What is needed is an exact copy of the records below, with the pictures left out.

********************

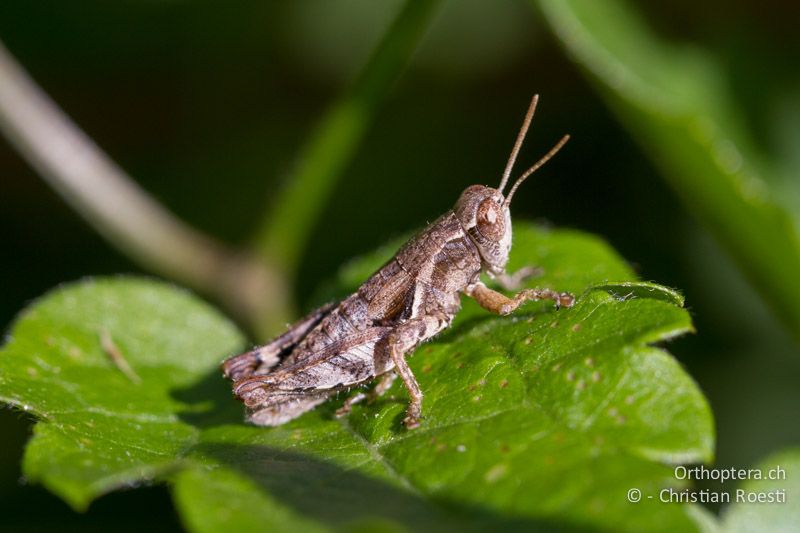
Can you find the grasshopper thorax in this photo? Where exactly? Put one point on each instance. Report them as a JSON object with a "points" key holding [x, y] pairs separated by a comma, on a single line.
{"points": [[487, 221]]}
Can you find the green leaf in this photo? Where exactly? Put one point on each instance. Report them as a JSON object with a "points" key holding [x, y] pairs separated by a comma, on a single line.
{"points": [[285, 230], [532, 421], [775, 515], [100, 428], [676, 102]]}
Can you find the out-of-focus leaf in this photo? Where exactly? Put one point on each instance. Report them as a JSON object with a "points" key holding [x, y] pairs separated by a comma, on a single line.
{"points": [[285, 230], [676, 103], [537, 420], [771, 513]]}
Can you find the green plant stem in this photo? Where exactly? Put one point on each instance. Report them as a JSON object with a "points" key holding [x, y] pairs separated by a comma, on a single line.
{"points": [[131, 220], [287, 226]]}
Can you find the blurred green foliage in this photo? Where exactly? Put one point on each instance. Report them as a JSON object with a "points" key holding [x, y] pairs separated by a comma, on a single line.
{"points": [[207, 108]]}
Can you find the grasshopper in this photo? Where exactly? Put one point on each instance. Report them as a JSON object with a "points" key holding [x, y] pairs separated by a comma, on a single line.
{"points": [[414, 296]]}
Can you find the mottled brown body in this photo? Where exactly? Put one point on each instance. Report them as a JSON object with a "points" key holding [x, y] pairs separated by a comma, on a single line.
{"points": [[414, 296]]}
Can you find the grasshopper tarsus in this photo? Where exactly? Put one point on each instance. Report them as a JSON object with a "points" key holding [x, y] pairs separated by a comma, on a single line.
{"points": [[410, 299]]}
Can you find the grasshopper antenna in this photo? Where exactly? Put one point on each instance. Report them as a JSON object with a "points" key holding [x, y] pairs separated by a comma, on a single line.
{"points": [[517, 145], [553, 151]]}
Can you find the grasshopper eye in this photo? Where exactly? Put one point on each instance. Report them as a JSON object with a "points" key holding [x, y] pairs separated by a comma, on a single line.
{"points": [[490, 219]]}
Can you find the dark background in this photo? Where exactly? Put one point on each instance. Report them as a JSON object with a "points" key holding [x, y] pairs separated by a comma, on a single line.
{"points": [[207, 105]]}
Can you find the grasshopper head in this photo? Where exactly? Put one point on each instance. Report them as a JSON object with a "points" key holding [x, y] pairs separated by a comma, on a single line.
{"points": [[487, 220], [484, 212]]}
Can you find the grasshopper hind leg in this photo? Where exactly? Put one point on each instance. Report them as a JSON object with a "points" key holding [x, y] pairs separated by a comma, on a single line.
{"points": [[264, 358], [279, 407]]}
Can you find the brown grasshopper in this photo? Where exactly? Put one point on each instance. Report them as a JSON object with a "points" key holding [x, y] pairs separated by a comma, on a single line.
{"points": [[410, 299]]}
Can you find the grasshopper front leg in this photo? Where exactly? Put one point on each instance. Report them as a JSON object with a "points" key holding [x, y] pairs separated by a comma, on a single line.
{"points": [[503, 305], [403, 340]]}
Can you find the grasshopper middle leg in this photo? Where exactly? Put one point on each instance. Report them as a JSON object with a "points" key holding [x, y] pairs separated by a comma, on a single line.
{"points": [[403, 340]]}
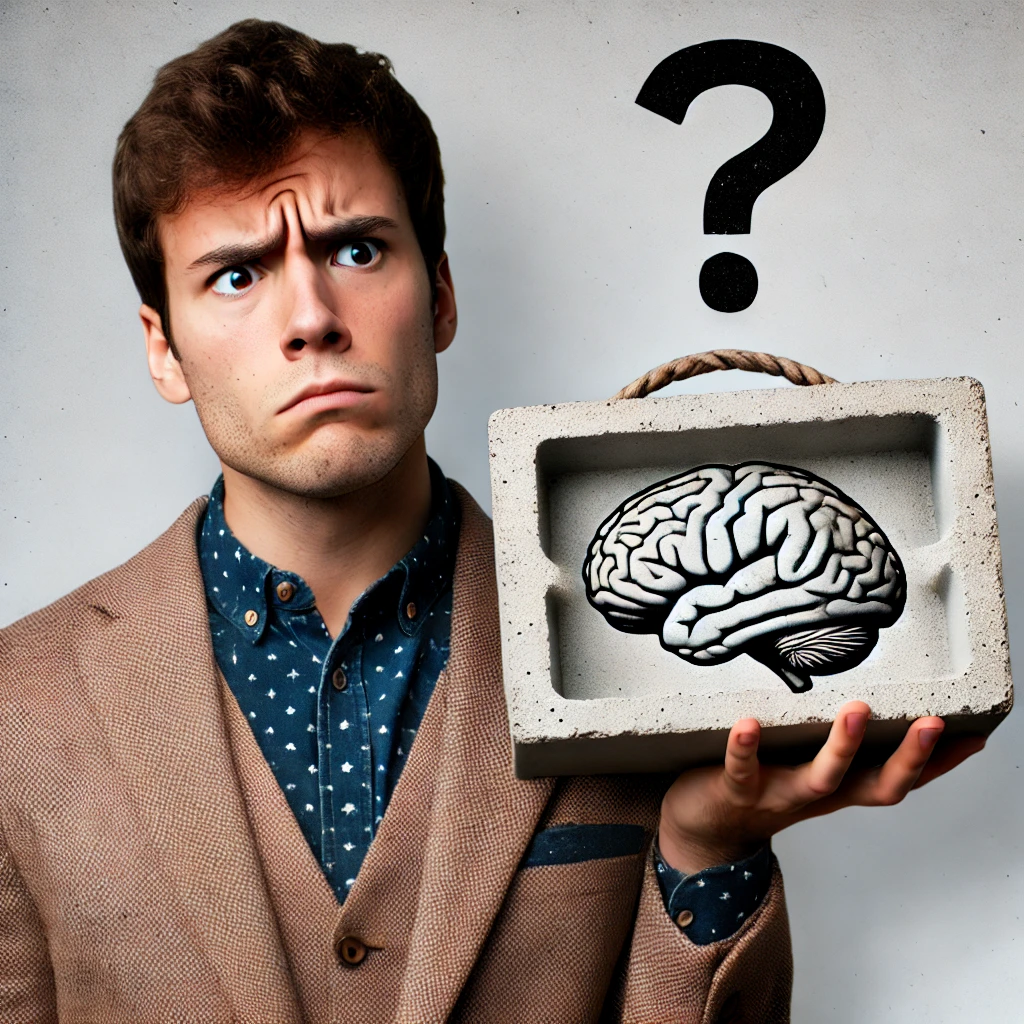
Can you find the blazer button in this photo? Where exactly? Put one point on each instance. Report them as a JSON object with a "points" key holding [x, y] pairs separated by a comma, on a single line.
{"points": [[350, 950]]}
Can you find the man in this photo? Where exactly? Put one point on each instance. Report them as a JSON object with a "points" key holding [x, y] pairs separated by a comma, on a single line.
{"points": [[261, 772]]}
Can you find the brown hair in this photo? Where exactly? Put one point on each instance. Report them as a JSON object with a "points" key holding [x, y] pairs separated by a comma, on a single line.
{"points": [[229, 111]]}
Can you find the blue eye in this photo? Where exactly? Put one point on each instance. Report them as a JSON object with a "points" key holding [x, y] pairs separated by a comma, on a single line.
{"points": [[235, 281], [361, 253]]}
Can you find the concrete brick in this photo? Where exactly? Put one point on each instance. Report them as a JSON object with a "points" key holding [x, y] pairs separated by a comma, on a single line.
{"points": [[586, 697]]}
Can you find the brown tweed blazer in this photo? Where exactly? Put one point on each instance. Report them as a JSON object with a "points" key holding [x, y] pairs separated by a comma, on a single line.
{"points": [[151, 869]]}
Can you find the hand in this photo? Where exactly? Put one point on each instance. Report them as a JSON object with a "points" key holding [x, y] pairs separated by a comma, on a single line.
{"points": [[719, 814]]}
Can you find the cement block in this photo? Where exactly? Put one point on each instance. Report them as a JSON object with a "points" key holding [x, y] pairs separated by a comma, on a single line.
{"points": [[910, 460]]}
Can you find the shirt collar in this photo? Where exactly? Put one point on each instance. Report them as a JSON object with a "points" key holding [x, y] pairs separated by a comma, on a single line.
{"points": [[247, 590]]}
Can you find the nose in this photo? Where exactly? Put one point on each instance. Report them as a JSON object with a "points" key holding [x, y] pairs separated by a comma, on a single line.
{"points": [[312, 322]]}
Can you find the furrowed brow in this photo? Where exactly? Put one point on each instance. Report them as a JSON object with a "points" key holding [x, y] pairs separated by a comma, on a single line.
{"points": [[243, 252], [348, 230], [332, 235]]}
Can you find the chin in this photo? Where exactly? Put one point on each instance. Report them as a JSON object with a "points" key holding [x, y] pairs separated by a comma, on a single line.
{"points": [[328, 470]]}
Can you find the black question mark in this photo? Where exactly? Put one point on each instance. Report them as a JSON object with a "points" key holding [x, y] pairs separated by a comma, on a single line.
{"points": [[728, 282]]}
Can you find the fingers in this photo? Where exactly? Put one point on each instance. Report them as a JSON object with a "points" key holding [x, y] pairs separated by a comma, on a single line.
{"points": [[947, 756], [822, 775], [741, 766], [898, 775]]}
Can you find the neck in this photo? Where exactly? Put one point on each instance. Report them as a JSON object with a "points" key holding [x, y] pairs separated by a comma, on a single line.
{"points": [[339, 545]]}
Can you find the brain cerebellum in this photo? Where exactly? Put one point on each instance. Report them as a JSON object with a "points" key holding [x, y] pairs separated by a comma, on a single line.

********************

### Completed exercise
Can you find the grasshopper thorax in this photo? Where exactly? Put one point on each instance. Report them as a JSON object with a "points" key holding [x, y] pairs separated by a comma, on a single line.
{"points": [[487, 221]]}
Can you find the green leaf in this photo? Where exactly? Put one point on each instance. Report them as a JSON object with a "points" key holding [x, y] pairs separated by a comma, on a single line.
{"points": [[285, 230], [532, 421], [775, 515], [100, 428], [676, 102]]}
Can you find the out-of-focus leaf in this photo? Where exactly? Put one point on each instance. Report them as a JSON object with a "points" key holding [x, y] pairs separated by a comma, on a single line.
{"points": [[285, 230], [676, 103], [537, 420], [771, 513]]}
Can you find the green plant stem in this photo? Where exactly? Put one point on each instance. Report them as a JSON object with a "points" key holding [x, y] pairs separated by a comma, on a single line.
{"points": [[131, 220], [287, 226]]}
Can you find the blurred green foliage in this photo? Where exactly? Put one point on each instance. Report them as a JSON object with a "points" key holding [x, y] pairs separated by a comma, on a single line.
{"points": [[207, 108]]}
Can you find the grasshopper in this photo? Where exactly? Put one point on each instance. Report them as a JSON object with a "points" key holding [x, y] pairs separated by a comma, on a single line.
{"points": [[414, 296]]}
Can you find the mottled brown body in this photo? Where exactly? Put one point on each instance. Report them as a JSON object with a "points" key holding [x, y] pairs separated by a comma, on a single line.
{"points": [[414, 296]]}
Can you find the grasshopper tarsus in this photo? Where exactly? Put one point on each instance. Report them as a JSON object with a "points" key holding [x, y] pairs separated by a comma, on a single line.
{"points": [[410, 299]]}
Can you find the grasshopper antenna in this photo? Where exactly? Put one point on each instance. Report them as a JSON object with a "points" key holding [x, y] pairs separated by a comma, on a single line.
{"points": [[517, 145], [553, 151]]}
Can you find the grasshopper eye in this photo? Where exactly? Put one point on each instance. Report them as a JSON object with a "points" key holding [x, y] pairs separated by a comma, on a single line.
{"points": [[490, 219]]}
Can you find the dark background in this photo? Where exactly? Put one point on each instance. Report them as a JSON object with a "points" key holding [x, y] pairs separated by a comma, on a single line.
{"points": [[207, 105]]}
Can you find the grasshopper head in this photo? Where exactly? Put one point on each instance. Report them as a JSON object with a "points" key holding [x, y] pairs separated by a comma, on a single line.
{"points": [[487, 220], [484, 212]]}
Can you find the grasshopper hind leg in this photo? Where exactly? Put one point on each instance. Report them as a JSON object with a "points" key holding [x, y] pairs separated by a comma, on a single line.
{"points": [[264, 358], [279, 407]]}
Can you find the brown grasshopper in this photo? Where exactly? Put one point on each instance. Report them as a JSON object with a "points" key holding [x, y] pairs separated by a comma, on a single line.
{"points": [[410, 299]]}
Can you find the grasshopper front leg in this photo? Where exactly? Put one point on each instance. Report them as a JSON object with a "points" key holding [x, y] pairs separated by a comma, on a single line.
{"points": [[503, 305], [403, 340]]}
Can you find the grasshopper middle leg in this photo? Where exactly? Put one point on each instance. Report them as a JSON object with a "points" key holding [x, y] pairs separated by a comma, on a single line.
{"points": [[403, 340]]}
Can you find the blazer button in this photo? Where exactly? Put one point on each instance. Report them as a JSON object with a "points" key holding [x, y] pairs separated by a comma, on a single line.
{"points": [[350, 950]]}
Can you find the man in this photo? Where exactly? Put one point on each instance. Report them as a JSON object with a "points" key holding [x, y] pairs separated by a comma, on a single line.
{"points": [[261, 772]]}
Can you find the brown hair in this photo? Where exactly? Put one point on each instance. Report them as a JSON object with a "points" key holding [x, y] pairs separated by a comma, on a single line.
{"points": [[229, 111]]}
Can you find the blue eye in this photo? Where exactly? Put one point on each instance. Report them as a JSON object with a "points" key holding [x, y] pairs separated by a comma, on a single line.
{"points": [[235, 281], [361, 253]]}
Can you find the concrete brick in this photo? Where exactly? Put one point on each instance. Report them as a JSON object with a "points" key holding [x, y] pairs separated by a comma, on a single line.
{"points": [[586, 697]]}
Can you find the brown tweed blazer in this photo? Where exactly? Put one point on each instance. Report them as a JSON object with a "points" key holding [x, y] pairs separated by a comma, on a single line.
{"points": [[151, 869]]}
Can you find the hand in this photo? Where exactly? Put one point on each instance. Report them as a JSON object with a "points" key holding [x, y] pairs separated by a comma, on a single line.
{"points": [[719, 814]]}
Can you find the cement block in this photo? Where exactly? Put one point on each instance. Report them as a JSON object with a "points" key holding [x, y] pairs separated by a comma, on a single line.
{"points": [[910, 460]]}
Can you find the shirt collar in this photo? Where exactly? Put one point on each instance. Report them as a JSON object with a "points" key holding [x, y] pairs separated by a comma, on a single line.
{"points": [[247, 590]]}
Can you find the nose in this photo? Where exactly? Put one point on each instance. Report them as a JSON object with a "points" key holding [x, y] pairs separated by a comma, on a single line.
{"points": [[312, 322]]}
Can you find the furrowed brow in this photo? Where exactly? Put one point on each instance. Report them as a JSON object with a "points" key holding [x, y] pairs separated by a comma, on a single line.
{"points": [[243, 252], [348, 230], [332, 235]]}
Can you find the chin in this photo? Where exactly? Put one point on each instance. Report them as a JSON object with a "points" key holding [x, y] pairs separated by a comma, on a single line.
{"points": [[328, 470]]}
Can you find the black question mark in this photo? Where exactly? Put one point on each instance. Report them as a JSON object with a "points" key holding [x, y] pairs separated by a comma, on a single line.
{"points": [[728, 282]]}
Can you find the fingers in this photo? Where exactly? Put one point on each instance. Report them as a JSON object with a "points" key holding [x, y] pairs separated by a comma, on a single line.
{"points": [[947, 756], [822, 775], [741, 766], [898, 775]]}
Can you find the neck in this photo? Where exactly? Put one point on each instance. Report them as a JSON object with a "points" key holding [x, y] pairs separated by a comma, on a single line.
{"points": [[339, 545]]}
Can you find the brain cerebellum in this photo? Where exactly? Put one point on each instance. Report them as a JSON object with a "points" key holding [x, y] pairs separated by a comma, on a single line.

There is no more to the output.